(Referring expression data)
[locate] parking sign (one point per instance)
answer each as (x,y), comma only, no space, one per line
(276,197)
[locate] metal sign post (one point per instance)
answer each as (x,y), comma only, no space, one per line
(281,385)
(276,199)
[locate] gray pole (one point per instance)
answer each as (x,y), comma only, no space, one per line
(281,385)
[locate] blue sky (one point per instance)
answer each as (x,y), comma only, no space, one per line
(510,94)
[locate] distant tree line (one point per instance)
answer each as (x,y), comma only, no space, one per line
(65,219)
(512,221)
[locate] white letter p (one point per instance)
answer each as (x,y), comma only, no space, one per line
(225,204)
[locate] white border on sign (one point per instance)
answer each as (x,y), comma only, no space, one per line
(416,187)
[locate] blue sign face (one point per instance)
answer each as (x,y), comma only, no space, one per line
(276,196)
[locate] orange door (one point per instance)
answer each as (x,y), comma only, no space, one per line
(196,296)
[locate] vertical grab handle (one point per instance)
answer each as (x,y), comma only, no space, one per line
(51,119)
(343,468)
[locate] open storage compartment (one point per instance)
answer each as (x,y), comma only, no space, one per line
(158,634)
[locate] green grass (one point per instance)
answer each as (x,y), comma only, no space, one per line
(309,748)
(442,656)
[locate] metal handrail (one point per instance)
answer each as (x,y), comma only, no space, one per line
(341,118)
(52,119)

EXERCISE PROMPT:
Word-for-word copies of all the records are required.

SOLVED PROBLEM:
[locate] parking sign (one point per instance)
answer each as (x,y), comma only, no space, one per line
(276,197)
[locate] metal sign post (one point per instance)
answer each as (x,y), comma only, no space, one per line
(281,385)
(276,199)
[locate] gray pole (one point per instance)
answer each as (x,y), comma only, no space, one per line
(281,385)
[locate] blue sky (one point per instance)
answer each as (x,y), comma only, no space, one per line
(510,94)
[locate] distant tree line (one point per instance)
answer each as (x,y), comma only, no space, one per line
(65,219)
(512,221)
[locate] white letter p (one point per instance)
answer each as (x,y), comma only, no space, one per line
(225,204)
[locate] white border on sign (one point per instance)
answer each as (x,y), comma only, no space, one per line
(416,187)
[locate] blue sign face (one point per instance)
answer each as (x,y), comma only, no space, one per line
(276,196)
[locate] orange door (one point per instance)
answer each as (x,y), comma only, no space, one per line
(196,296)
[locate] vertical grab handle (one point per instance)
answer each as (x,y), comma only, no space, one per line
(51,119)
(343,468)
[locate] open storage compartment (one point per instance)
answer each as (x,y), comma only, no space, one per line
(158,634)
[locate] green grass (one point per instance)
answer each as (x,y), comma only, no space, one per line
(309,748)
(442,656)
[locate] metal handrail (one point per instance)
answer each as (x,y), comma only, no space, one per line
(341,118)
(52,119)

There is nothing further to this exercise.